--- EXERCISE OBJECTIVE ---
The answer must be one number: how many lines in the records below contain the string "shoulder".

Point localization data
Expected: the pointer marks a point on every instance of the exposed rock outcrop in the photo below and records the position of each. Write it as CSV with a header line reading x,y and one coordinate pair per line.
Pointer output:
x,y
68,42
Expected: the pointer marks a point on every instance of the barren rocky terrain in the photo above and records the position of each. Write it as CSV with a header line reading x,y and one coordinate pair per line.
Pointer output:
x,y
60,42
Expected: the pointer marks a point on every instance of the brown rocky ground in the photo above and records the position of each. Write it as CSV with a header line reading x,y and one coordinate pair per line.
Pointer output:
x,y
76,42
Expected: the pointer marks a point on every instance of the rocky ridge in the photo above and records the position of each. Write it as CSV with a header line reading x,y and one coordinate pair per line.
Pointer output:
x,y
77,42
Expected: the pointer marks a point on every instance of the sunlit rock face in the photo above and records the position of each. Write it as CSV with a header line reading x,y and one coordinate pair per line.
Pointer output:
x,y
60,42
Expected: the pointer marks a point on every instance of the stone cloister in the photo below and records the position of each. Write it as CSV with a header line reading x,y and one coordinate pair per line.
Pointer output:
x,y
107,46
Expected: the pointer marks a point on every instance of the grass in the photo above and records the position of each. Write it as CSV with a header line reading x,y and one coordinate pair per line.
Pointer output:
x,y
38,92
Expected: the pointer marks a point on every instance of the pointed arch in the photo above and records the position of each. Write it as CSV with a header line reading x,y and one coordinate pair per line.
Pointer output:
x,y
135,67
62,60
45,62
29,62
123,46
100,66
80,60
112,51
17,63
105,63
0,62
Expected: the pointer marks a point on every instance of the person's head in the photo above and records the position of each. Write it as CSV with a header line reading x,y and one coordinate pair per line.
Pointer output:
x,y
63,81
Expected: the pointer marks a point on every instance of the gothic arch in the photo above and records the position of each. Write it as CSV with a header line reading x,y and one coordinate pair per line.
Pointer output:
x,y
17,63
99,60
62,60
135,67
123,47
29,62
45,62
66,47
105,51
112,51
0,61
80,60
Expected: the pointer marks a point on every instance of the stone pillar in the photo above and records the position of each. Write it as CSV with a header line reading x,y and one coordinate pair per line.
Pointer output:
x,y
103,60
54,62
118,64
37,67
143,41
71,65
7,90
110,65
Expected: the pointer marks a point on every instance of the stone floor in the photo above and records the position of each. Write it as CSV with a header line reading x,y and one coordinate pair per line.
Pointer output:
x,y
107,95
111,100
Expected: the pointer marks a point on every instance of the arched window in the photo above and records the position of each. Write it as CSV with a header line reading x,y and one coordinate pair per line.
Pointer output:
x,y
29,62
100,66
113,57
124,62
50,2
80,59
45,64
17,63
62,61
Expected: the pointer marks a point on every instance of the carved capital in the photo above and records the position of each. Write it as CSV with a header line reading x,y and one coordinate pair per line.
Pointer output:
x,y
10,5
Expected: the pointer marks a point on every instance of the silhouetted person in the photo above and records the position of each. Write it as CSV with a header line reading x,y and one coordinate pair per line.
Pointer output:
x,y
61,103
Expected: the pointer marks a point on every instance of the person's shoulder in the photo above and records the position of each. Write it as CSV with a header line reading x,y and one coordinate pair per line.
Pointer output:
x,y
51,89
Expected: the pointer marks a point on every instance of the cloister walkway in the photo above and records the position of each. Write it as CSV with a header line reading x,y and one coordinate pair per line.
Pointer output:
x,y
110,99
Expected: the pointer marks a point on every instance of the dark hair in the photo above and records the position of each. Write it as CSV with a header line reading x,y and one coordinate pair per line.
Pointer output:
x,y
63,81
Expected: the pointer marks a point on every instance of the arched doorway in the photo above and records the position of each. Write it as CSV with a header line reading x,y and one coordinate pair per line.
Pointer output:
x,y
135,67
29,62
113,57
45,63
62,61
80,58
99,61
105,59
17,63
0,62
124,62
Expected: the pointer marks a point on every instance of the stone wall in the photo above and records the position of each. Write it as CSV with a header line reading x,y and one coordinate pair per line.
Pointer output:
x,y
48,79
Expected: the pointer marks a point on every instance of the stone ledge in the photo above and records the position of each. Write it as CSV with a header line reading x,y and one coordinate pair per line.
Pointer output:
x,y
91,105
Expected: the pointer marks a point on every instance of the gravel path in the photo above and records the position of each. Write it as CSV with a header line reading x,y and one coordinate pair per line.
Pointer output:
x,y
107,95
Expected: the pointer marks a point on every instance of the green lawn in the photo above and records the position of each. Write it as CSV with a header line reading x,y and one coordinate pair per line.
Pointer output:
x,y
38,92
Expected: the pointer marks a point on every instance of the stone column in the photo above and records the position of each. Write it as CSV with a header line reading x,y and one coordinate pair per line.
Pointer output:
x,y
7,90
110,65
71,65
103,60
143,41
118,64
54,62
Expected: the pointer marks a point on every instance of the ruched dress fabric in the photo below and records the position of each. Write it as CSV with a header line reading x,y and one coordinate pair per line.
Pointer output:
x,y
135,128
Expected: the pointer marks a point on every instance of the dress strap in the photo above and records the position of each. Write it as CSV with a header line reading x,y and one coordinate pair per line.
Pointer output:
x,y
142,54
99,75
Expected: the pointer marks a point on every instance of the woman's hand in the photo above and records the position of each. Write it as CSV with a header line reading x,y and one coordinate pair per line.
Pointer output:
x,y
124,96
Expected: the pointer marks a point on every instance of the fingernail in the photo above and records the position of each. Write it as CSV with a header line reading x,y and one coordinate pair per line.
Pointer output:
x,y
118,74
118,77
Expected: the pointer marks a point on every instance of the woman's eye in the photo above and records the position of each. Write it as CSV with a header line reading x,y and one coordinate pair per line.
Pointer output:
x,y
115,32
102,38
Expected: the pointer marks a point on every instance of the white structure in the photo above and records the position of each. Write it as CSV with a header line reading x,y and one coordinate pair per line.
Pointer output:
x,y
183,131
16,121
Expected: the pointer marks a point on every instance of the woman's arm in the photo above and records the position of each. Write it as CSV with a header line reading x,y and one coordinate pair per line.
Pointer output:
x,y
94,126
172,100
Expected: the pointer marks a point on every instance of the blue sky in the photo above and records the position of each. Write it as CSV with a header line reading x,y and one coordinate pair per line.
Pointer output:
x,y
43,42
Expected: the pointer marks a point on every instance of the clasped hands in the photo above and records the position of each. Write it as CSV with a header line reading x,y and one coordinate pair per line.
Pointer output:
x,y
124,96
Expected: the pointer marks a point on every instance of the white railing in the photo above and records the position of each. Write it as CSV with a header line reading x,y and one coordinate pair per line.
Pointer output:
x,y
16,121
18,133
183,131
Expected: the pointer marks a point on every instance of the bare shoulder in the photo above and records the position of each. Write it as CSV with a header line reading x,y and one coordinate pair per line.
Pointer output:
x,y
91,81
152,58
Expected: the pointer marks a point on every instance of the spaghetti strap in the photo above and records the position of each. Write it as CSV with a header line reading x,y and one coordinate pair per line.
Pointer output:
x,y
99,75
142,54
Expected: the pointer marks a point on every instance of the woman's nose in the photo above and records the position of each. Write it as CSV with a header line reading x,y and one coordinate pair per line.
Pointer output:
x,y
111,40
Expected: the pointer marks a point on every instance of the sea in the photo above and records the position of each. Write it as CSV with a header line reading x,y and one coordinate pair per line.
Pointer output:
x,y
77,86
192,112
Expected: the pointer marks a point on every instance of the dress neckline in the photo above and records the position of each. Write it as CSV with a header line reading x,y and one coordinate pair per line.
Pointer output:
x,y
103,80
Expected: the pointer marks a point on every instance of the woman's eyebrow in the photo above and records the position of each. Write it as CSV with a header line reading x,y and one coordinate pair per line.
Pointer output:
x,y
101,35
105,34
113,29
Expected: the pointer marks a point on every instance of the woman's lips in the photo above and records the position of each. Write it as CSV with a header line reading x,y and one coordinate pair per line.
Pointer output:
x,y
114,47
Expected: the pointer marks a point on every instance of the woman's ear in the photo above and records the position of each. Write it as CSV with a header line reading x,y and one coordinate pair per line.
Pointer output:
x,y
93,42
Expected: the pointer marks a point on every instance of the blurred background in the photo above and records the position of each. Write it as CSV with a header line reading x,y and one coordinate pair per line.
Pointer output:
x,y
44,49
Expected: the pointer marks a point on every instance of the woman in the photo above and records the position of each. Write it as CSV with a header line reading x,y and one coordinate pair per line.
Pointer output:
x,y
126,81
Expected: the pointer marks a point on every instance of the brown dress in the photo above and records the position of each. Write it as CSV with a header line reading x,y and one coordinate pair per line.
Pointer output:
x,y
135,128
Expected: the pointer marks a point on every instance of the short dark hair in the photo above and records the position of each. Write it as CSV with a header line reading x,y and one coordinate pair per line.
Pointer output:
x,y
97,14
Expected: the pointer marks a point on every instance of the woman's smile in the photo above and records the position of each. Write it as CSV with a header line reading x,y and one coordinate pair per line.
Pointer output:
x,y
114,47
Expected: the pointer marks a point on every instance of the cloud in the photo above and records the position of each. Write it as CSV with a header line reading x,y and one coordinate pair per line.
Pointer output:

--- THE ANSWER ---
2